▶ [READING PASSAGE]
=== Begin Enclosure ===

#Building a web scraper

1 messages · Page 1 of 1 (latest)

mighty heathBOT
#

<@&987246841693360200> please have a look, thanks.

mighty heathBOT
#

While you are waiting for getting help, here are some tips to improve your experience:

Code is much easier to read if posted with syntax highlighting and proper formatting.

If nobody is calling back, that usually means that your question was not well asked and hence nobody feels confident enough answering. Try to use your time to elaborate, provide details, context, more code, examples and maybe some screenshots. With enough info, someone knows the answer for sure.

Don't forget to close your thread using the command </help-thread close:1027500463647621170> when your question has been answered, thanks.

slate sundial
#

@compact halo

compact halo
#

sorry it is acutally late

#

okay question

slate sundial
#

no worries at all

compact halo
#

do you need the jobs to persist after a restart

#

like if you turn the computer on and off again

slate sundial
#

Not really, I will keep track of the larger groups of requests in a database

compact halo
#

thats a yes

slate sundial
#

I can manage that separately, I know how to segment the list of required requests

compact halo
#

well you can make a persistent job queue in postgres relatively trivially

#

just so you are aware

slate sundial
#

The problem is that this code will require probably upwards of 10k database calls per second, so will need to be in-memory

compact halo
#

what are you scraping and why?

slate sundial
#

I'm scraping twitter to make a crypto predictor

#

I know you might say it won't work, which may be the case.

#

I have written a web scraper that can make 800 successful requests a second using public proxies

mint viper
#

scraping Twitter is against their ToS

#

u must use their api instead

slate sundial
#

okay let's say I'm using their API, the question still stands

#

Can we look at this narrow slice of the problem?

compact halo
#

okay

mint viper
#

2k tasks is nothing

compact halo
#

On fail (state = QUEUED, last_updated = NOW) added back to the front of the queue
This doesn't make sense - you will get infinite retries

mint viper
#

u think u would get performance issues and that they would be solved by having multiple queues, but thats not the case

slate sundial
#

So a task fails from the front of the queue, it's state is set to queued, and last updated to now

compact halo
#

and one persistently failing task will screw you

slate sundial
#

then it is added back to the front of the queue

compact halo
#

you want to put it in the back of the queue

#

not the front

#

and yeah - 10k database calls a second is fine

slate sundial
#

Well I'm treating the start of the queue as the place where items are taken

compact halo
#

maybe will make the gears squeek on a small instance, but not really a problem

compact halo
#

use queues for logical separation

#

not for performance

mint viper
#

multiple queues or one won't affect performance

compact halo
#

(they are performant, but thats not why you use them)

=== End Enclosure ===

▶ [WORK ORDER 1]
Answer these questions using the web scraper thread:
(a) What does slate sundial say is being scraped, and to build what?
(b) How many successful requests per second can slate sundial's existing scraper make, and using what?
(c) According to compact halo, what should queues be used for instead of performance?
▶ [WORK ORDER 2]
Based on the web scraper thread, decide whether each statement is true. Answer yes or no, and quote the words that settle it.
(a) Slate sundial expects the code to need upwards of 10k database calls per second.
(b) Compact halo advises putting a failed task at the front of the queue.
(c) Mint viper states that scraping Twitter is allowed under its terms of service.
▶ [WORK ORDER 3]
Return the passage of the web scraper thread from "<@&987246841693360200> please have" to "and proper formatting.", copied word for word.

Dataset entries
=== Begin Enclosure ===

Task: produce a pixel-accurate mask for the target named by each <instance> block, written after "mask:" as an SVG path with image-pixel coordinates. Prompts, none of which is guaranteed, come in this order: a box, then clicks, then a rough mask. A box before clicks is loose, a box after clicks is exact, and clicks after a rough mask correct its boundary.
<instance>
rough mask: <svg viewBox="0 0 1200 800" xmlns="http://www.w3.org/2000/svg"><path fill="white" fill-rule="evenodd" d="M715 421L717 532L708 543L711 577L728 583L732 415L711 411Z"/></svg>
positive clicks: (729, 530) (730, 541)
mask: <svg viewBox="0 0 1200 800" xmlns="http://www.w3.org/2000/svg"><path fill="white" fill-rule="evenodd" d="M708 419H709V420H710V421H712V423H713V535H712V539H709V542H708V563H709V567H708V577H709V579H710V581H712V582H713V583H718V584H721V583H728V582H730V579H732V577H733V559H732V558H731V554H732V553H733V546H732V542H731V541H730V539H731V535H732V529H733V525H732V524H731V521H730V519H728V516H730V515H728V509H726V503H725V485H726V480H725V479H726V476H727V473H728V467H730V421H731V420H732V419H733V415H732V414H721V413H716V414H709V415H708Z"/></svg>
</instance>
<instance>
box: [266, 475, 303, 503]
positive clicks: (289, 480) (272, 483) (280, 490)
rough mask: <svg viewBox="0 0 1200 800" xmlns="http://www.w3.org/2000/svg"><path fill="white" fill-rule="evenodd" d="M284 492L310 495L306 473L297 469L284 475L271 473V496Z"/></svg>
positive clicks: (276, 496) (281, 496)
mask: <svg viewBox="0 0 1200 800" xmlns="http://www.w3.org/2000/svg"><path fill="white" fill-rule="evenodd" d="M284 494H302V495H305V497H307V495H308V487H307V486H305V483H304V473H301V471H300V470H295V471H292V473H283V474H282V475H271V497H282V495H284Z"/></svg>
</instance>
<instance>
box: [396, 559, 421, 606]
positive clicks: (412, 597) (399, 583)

=== End Enclosure ===

▶ [EXPECTED ANSWER 1]
(a) Twitter, to make a crypto predictor.
(b) 800 successful requests a second, using public proxies.
(c) Logical separation.

▶ [EXPECTED ANSWER 2]
(a) Yes: "this code will require probably upwards of 10k database calls per second"
(b) No: "you want to put it in the back of the queue"
(c) No: "scraping Twitter is against their ToS"

▶ [EXPECTED ANSWER 3]
<@&987246841693360200> please have a look, thanks.

mighty heathBOT
#

While you are waiting for getting help, here are some tips to improve your experience:

Code is much easier to read if posted with syntax highlighting and proper formatting.